Starting at the line with "of the black" and running through the final line, swap "innermost" for "central" and return those lines with nothing else changed.

[Start RECORDS SUPPLIED]

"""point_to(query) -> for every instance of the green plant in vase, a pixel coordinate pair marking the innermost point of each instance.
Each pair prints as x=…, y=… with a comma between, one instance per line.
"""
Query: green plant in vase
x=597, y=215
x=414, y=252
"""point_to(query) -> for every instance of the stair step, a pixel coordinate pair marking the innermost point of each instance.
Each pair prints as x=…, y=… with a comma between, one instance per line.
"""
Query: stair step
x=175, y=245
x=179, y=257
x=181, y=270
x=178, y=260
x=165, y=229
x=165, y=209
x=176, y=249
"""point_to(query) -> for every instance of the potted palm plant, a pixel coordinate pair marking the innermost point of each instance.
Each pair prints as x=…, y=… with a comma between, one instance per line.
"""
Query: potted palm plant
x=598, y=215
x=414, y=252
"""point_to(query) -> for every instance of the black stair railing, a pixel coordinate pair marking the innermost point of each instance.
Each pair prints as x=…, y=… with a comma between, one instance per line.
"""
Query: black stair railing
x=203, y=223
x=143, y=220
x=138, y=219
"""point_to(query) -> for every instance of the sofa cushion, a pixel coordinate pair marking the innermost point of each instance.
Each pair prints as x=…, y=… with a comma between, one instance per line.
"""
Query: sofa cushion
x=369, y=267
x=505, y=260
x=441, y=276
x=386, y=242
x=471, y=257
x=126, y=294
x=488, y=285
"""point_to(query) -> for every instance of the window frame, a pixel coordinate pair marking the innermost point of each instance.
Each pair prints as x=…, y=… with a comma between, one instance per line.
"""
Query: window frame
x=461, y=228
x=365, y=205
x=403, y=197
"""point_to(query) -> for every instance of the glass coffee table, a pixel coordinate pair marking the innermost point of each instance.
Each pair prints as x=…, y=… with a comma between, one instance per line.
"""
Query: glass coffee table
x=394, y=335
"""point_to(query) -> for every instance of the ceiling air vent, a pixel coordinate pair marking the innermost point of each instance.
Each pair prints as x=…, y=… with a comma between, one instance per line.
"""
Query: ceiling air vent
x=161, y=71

[End RECORDS SUPPLIED]

WRITTEN ANSWER:
"""point_to(query) -> for every instance of the black stair railing, a pixel coordinate pair marking the central point of each instance.
Each pair prints as x=…, y=… with a comma between, one instance per line.
"""
Query: black stair railing
x=203, y=223
x=143, y=220
x=138, y=219
"""point_to(query) -> for every instance of the sofa cushion, a pixel coordinate pair marking the central point of each instance.
Each pair prints as x=…, y=… with a comma between, one instance per line.
"""
Query: sofa cushion
x=369, y=267
x=505, y=260
x=441, y=276
x=386, y=242
x=471, y=257
x=126, y=294
x=488, y=285
"""point_to(query) -> for every instance of the window frame, a pixel coordinate pair marking the central point of each instance.
Each pair prints as x=…, y=… with a comma between, one instance per line.
"""
Query: window frame
x=461, y=228
x=365, y=205
x=403, y=197
"""point_to(query) -> for every instance of the glass coffee table, a pixel coordinate pair marking the central point of each instance.
Each pair prints as x=…, y=… with a comma between, one instance per line.
"""
Query: glass coffee table
x=394, y=335
"""point_to(query) -> for every instance of the ceiling air vent, a pixel coordinate pair marking the central point of each instance.
Each pair prints as x=…, y=… with a comma between, one instance per line.
"""
Query: ceiling air vent
x=161, y=71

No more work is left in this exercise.